• [TASK STATEMENT]
Reproduce the stretch of material from the line containing "segment(query) marks the" through the line containing "Mark the region", omitting any pictures.

• [DATA SUPPLIED]
++++++++++++++++++++
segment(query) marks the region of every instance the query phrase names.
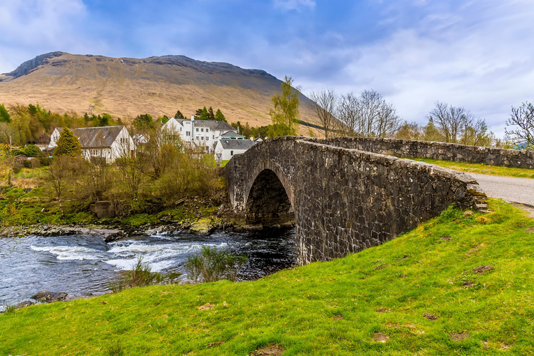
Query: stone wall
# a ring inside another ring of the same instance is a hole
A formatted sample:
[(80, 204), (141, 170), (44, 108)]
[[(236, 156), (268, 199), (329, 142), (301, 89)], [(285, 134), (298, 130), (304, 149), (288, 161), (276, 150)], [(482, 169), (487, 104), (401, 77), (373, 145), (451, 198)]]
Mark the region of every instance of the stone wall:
++++++++++++++++++++
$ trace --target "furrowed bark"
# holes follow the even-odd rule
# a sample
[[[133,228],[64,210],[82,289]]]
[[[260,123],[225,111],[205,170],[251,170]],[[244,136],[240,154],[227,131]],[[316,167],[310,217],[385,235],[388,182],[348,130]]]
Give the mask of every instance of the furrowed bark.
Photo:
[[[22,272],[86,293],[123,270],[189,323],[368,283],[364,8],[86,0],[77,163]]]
++++++++++++++++++++
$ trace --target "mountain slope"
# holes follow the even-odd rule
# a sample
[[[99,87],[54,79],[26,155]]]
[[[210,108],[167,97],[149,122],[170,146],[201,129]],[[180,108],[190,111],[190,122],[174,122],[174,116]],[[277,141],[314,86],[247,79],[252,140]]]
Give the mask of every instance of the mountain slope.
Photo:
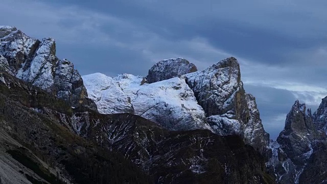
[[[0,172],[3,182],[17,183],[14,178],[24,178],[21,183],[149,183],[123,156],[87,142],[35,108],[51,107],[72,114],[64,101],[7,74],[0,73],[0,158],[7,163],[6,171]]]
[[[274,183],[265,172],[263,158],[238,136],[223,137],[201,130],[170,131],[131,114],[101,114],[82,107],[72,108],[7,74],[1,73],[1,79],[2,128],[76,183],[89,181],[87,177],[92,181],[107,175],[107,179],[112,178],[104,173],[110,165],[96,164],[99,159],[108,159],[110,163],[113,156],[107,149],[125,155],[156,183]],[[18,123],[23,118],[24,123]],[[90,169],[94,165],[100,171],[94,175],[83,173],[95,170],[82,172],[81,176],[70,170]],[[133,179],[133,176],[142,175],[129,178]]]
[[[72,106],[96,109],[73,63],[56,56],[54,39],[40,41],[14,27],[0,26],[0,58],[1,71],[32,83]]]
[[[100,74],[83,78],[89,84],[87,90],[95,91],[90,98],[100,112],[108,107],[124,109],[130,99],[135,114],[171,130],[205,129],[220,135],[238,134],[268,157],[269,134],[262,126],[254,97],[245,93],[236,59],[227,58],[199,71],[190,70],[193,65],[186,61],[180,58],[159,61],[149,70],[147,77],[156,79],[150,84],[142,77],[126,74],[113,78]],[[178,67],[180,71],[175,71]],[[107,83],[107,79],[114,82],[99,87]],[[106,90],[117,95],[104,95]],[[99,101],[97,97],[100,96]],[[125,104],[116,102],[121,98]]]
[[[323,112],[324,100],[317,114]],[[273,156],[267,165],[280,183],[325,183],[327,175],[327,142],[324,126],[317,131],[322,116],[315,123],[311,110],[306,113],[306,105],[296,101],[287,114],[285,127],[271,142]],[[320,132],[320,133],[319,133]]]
++++++++++++++++++++
• [REPLY]
segment(query) marks the region of every instance the query phrase names.
Query: stone wall
# a ring inside another ring of the same instance is a hole
A formatted sample:
[(80, 204), (141, 170), (44, 108)]
[[(236, 156), (268, 199), (329, 142), (301, 89)], [(285, 134), (298, 130), (304, 149), (288, 161), (276, 150)], [(482, 169), (487, 104), (401, 77), (373, 145), (451, 198)]]
Mark the region of every instance of the stone wall:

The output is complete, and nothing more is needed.